— Materials provided —
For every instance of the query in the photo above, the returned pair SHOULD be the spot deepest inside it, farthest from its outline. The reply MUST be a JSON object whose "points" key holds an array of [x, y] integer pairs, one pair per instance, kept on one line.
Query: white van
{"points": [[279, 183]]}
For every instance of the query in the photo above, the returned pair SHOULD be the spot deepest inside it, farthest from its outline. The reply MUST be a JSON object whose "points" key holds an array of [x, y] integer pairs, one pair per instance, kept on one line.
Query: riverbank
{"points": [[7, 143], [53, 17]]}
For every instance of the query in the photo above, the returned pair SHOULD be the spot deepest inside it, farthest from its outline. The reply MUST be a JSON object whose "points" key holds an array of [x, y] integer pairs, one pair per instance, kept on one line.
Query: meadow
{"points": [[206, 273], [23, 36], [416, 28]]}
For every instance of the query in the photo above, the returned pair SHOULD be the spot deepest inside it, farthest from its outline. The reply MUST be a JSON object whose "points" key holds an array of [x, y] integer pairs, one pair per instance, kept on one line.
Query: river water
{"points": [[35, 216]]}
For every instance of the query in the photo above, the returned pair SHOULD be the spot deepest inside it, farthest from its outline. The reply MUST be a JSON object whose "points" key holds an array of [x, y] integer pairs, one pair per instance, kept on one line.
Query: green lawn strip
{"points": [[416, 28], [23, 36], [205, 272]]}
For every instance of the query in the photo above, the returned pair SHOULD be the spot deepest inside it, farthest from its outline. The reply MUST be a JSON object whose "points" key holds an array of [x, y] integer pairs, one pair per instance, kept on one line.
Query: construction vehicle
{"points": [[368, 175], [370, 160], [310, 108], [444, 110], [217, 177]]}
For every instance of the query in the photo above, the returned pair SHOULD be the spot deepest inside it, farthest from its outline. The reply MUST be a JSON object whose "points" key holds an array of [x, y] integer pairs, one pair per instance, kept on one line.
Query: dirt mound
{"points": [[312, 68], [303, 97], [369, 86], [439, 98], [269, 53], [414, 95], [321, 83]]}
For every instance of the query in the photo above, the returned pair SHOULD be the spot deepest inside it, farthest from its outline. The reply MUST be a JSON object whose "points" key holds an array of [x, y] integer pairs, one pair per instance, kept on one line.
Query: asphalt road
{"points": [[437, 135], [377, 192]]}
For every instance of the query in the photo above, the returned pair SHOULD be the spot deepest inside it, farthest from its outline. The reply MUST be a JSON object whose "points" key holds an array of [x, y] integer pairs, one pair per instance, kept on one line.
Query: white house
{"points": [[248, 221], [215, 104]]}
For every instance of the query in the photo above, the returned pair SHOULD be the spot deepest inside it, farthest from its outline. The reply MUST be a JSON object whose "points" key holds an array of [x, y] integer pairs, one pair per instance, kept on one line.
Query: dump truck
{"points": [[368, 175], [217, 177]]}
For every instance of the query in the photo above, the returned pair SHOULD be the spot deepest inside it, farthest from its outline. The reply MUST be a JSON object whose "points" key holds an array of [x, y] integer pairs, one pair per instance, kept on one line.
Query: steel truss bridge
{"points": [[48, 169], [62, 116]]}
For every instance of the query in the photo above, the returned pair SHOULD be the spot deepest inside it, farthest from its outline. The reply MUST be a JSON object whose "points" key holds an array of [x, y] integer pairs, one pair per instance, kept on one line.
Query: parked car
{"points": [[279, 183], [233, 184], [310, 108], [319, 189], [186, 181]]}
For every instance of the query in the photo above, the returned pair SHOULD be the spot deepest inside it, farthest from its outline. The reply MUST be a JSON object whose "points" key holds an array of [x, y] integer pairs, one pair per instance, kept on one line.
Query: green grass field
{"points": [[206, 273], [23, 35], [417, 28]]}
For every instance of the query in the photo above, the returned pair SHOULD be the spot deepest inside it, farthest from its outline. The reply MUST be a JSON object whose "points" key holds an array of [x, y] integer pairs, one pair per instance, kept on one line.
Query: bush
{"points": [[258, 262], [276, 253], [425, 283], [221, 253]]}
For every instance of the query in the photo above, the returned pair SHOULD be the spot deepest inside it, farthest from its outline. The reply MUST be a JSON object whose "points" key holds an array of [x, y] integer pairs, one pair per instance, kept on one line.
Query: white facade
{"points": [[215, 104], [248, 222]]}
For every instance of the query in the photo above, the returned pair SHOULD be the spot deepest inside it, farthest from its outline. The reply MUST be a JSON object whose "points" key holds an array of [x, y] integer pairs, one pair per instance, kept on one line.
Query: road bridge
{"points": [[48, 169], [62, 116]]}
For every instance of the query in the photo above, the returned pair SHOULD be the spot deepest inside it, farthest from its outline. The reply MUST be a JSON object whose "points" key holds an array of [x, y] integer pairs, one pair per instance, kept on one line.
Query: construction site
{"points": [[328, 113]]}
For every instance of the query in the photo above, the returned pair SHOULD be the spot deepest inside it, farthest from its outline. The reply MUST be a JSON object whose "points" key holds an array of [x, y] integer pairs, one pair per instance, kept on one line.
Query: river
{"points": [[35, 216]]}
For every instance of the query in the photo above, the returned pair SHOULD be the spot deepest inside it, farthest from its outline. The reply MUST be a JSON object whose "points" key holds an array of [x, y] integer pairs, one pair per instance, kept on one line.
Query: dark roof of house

— Task requirements —
Repeat the whole listing exactly, keeping every line intact.

— Result for this task —
For every instance of the query in the photo above, the returned pair SHOULD be the spot deepest inside it, farthest from its outline. The reply MUST be a JSON object whose "points" key holds an array of [x, y] integer pairs, one pair per instance, kept on one line.
Query: white van
{"points": [[279, 183]]}
For every instance of the query in the photo above, the returned pair SHOULD be the spot deepest inside it, farthest from its outline. The reply MUST be a JSON object whose "points" key holds an array of [x, y] integer pairs, one pair per instance, kept on one line.
Query: riverbank
{"points": [[7, 143], [53, 17]]}
For every instance of the query in the photo above, the returned pair SHOULD be the spot deepest inside it, farthest from its outline. The reply MUST be a JSON object whose "points" key holds an array of [x, y] integer pairs, one pair per instance, kept on one line.
Query: meadow
{"points": [[206, 273], [23, 36], [416, 28]]}
For every instance of the query in the photo above, the returned pair SHOULD be the spot deepest inside it, farthest from its outline. The reply MUST be a JSON object whose "points" key holds an array of [x, y] integer pairs, one pair per instance, kept on one line.
Query: river water
{"points": [[35, 216]]}
For every instance of the query in the photo above, the returned pair SHOULD be the spot deepest inside it, farthest from its outline. The reply MUST be a JSON object whose "points" key holds an array of [x, y] integer pairs, one pair per instance, kept on one line.
Query: green lawn strip
{"points": [[416, 28], [23, 36], [205, 272]]}
For every instance of the query in the photo above, the returned pair SHOULD be the spot deepest inside it, farthest from its outline. The reply MUST be a JSON object whose "points" key holds an array of [x, y] integer pairs, one pair per instance, kept on one line.
Query: construction vehicle
{"points": [[368, 175], [370, 160], [310, 108], [444, 110], [217, 177]]}
For every instance of the query in the photo above, the returned pair SHOULD be the spot deepest inside it, farthest from its outline. The reply MUST be a JSON object whose "points" key holds an array of [x, y] integer pairs, one pair per instance, kept on one line.
Query: dirt mound
{"points": [[312, 68], [303, 97], [369, 86], [439, 98], [269, 53], [414, 95], [321, 83]]}
For every instance of the query in the photo above, the returned pair SHOULD be the spot deepest inside it, farthest from its outline. The reply MUST be a JSON object whose "points" key holds an array of [x, y] integer pairs, one pair per instance, kept on one line.
Query: asphalt road
{"points": [[437, 135], [377, 192]]}
For every instance of the query in the photo above, the returned pair SHOULD be the spot deepest inside it, farthest from its outline. The reply MUST be a JSON object whose "points" key holds an array of [x, y] integer pairs, one pair per instance, kept on one line.
Query: white house
{"points": [[248, 221], [215, 104]]}
For every instance of the query in the photo above, the returned pair SHOULD be the spot deepest inside it, farthest from its outline. The reply MUST be a JSON object whose "points" key holds an array of [x, y] integer pairs, one pair per instance, kept on one line.
Query: dump truck
{"points": [[368, 175], [217, 177]]}
For every instance of the query in the photo above, the returned pair SHOULD be the spot deepest inside it, farthest from its outline. The reply MUST be a JSON object whose "points" key holds an array of [x, y] integer pairs, one pair per instance, kept on one line.
Query: steel truss bridge
{"points": [[48, 169], [62, 116]]}
For every instance of the query in the photo above, the returned pair SHOULD be the spot deepest inside it, farthest from its outline. The reply MUST be a JSON object whose "points" key holds an array of [x, y] integer pairs, one pair per instance, kept on one line.
Query: parked car
{"points": [[279, 183], [233, 184], [310, 108], [319, 189], [186, 181]]}
For every instance of the query in the photo above, the returned pair SHOULD be the spot deepest inside it, farthest from its outline. The reply MUST be a JSON object whose "points" key holds an array of [x, y] integer pairs, one pair per instance, kept on one line.
Query: green grass field
{"points": [[206, 273], [23, 35], [417, 28]]}
For every instance of the query in the photo above, the returned pair SHOULD be the spot deepest inside it, farthest from its outline. The reply MUST be a JSON object whose "points" key holds an array of [x, y] integer pairs, one pair per instance, kept on one line.
Query: bush
{"points": [[258, 262], [276, 253], [425, 283], [221, 253]]}
For every instance of the query in the photo above, the returned pair SHOULD be the spot deepest inside it, farthest from its outline. The reply MUST be a JSON object whose "points" key holds an array of [x, y] integer pairs, one pair per instance, kept on one line.
Query: white facade
{"points": [[215, 104], [248, 222]]}
For every instance of the query in the photo above, the returned pair SHOULD be the spot deepest inside it, farthest from its outline. The reply MUST be a JSON object whose "points" key holds an array of [x, y] integer pairs, one pair per instance, kept on one line.
Query: road bridge
{"points": [[48, 169], [62, 116]]}
For every instance of the query in the photo above, the returned pair SHOULD be the spot deepest inside it, farthest from its outline. The reply MUST be a JSON object whose "points" key holds an array of [x, y] integer pairs, one pair per instance, kept on one line.
Query: construction site
{"points": [[328, 113]]}
For every instance of the query in the photo above, the returned pair SHOULD be the spot deepest inside it, farthest from its outline. The reply MUST be a JSON object whose "points" key holds an array of [x, y] integer pairs, one pair per instance, kept on one line.
Query: river
{"points": [[35, 216]]}
For every instance of the query in the photo above, the returned pair SHOULD be the spot deepest inside it, farthest from its outline. The reply MUST be a JSON object whose "points" key holds an array of [x, y] integer pairs, one pair per instance, kept on one line.
Query: dark roof of house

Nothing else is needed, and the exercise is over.